### Text section
┄┄┄┄┄┄┄┄┄┄┄┄┄┄┄┄┄┄┄┄
Considering a BESS cost of BRL 1.5 M, which was the price paid, for each $j\in J$, the wear $w_n^j\left(s\right)$ is determined by Equation (33):

$$w_n^j\left(s\right)=\left\{\begin{array}{cc}-1.1263·S^j+1.4151,\hfill & \mathrm{if}0\le S^j\le 0.85,\hfill \\ 0.7698·S^j-0.1104,\hfill & \mathrm{if}0.85<S^j\le 0.95,\hfill \\ 20.321·S^j-18.764,\hfill & \mathrm{if}0.95<S^j\le 0.99.\hfill \end{array}\right.$$

(33)

The description of SoC ranges is as follows:

• For $0\le S^j\le 0.85$, the wear is modeled by the linear equation $-1.1263·S^j+1.4151$, which represents the wear behavior of the BESS at lower SoC levels.
• For $0.85<S^j\le 0.95$, the wear is approximated by $0.7698·S^j-0.1104$, corresponding to an intermediate SoC range.
• For $0.95<S^j\le 0.99$, the wear increases significantly and is modeled by $20.321·S^j-18.764$, reflecting higher degradation at near-full SoC levels.

The upper limit of $S^j=0.99$ was adopted because if the value obtained through the equation $w_n^j\left(s\right)$, i.e., Equation (8), is used for $S^j>0.99$, the resulting wear becomes excessively high and does not realistically represent the actual degradation of the BESS. This limitation ensures that the model remains consistent with practical observations and avoids overestimating the wear at near-full SoC levels.

4.2. Simulations and Results

Considering the variety of scenarios possible, this work presents a selected set of cases to exemplify and validate the proposed methodology. These scenarios were defined in order to encompass representative conditions of the context studied, allowing for the assessment of the applicability and efficiency of the developed approach.
┄┄┄┄┄┄┄┄┄┄┄┄┄┄┄┄┄┄┄┄
(Entries drawn from a collection)
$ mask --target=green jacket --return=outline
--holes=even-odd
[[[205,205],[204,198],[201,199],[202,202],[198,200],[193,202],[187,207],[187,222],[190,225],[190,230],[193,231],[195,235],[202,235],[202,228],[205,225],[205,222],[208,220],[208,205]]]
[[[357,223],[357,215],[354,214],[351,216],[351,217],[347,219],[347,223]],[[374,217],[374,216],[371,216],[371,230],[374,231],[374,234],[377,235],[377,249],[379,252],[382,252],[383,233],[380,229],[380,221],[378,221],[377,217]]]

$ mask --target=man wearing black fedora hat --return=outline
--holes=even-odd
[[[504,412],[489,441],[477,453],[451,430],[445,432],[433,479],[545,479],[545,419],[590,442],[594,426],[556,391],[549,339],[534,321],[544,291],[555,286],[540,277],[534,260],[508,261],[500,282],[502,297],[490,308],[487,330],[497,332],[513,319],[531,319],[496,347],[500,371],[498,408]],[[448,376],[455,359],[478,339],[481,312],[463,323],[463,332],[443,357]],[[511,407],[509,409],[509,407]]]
┄┄┄┄┄┄┄┄┄┄┄┄┄┄┄┄┄┄┄┄
### What to work on
Continue the text on battery storage wear and simulations, picking up after its final sentence. The records are material unrelated to the text.

### Reply to the exercise
4.2.1. Case I: The Average EVFCS Load

The simulations presented below consider the estimated PVS and WT generation profiles illustrated in Figure 11. It is important to note that these generation curves will vary daily and should be updated accordingly to reflect the specific conditions of each day.

In these case studies, we will present the optimization results obtained using the high-performance software for linear optimization (HiGHS) solver, which considers the problem to be a MILP model and employs the average wear cost of a BESS dispatch. Additionally, we will showcase the results produced by the Sparse Nonlinear OPTimizer (Snopt) solver in the Neos Server environment [52]. It is important to note that Snopt is a commercial solver whose full use requires a license. For Snopt, the wear density of the BESS is linearized, as described in Equation (33). However, the multiplication of two variables makes the optimization nonlinear, thereby transforming it into a Mixed-Integer Nonlinear Programming (MINLP) problem.

Historical data on arrivals at the MG reveal a consistent pattern in user behavior, with a higher demand for recharges observed at the end of the day, particularly to complete trips. It is common for users to start their journeys in the morning with fully charged batteries, while recharges become necessary later in the day to finalize planned routes. The histogram presented in Figure 12 clearly reflects this trend, indicating that the recharge demand is mainly concentrated in the mid-to-late afternoon and at night.

Then, in the first simulation, the average load curve for the MG was utilized. This curve was derived by averaging the results of 1000 simulated charging scenarios, providing a representative profile for the analysis. The resulting curve is illustrated in Figure 13.

The results obtained are summarized in

Table 3. Summary of BESS dispatches considering the average curve of EV recharges in the MG.

Variables	HiGHS Solver, ${\overline{\mathit{w}}}_{\mathit{n}}$	Snopt Solver, ${\mathit{w}}_{\mathit{n}}^{\mathit{j}}\left(\mathit{s}\right)$
Energy Charged (kWh)	0	10.79
Energy Discharged (kWh)	0	9.745
$\Delta$SoC (%)	0	5
Energy Bought (kWh)	218	209.22
Energy Sold (kWh)	25.48	14.67
Energy EVFCS (kWh)	433.64	433.64
Total WT + PVS (kWh)	240.15	240.15
OF (BRL)	290.75	295.55

Source: elaborated by the authors.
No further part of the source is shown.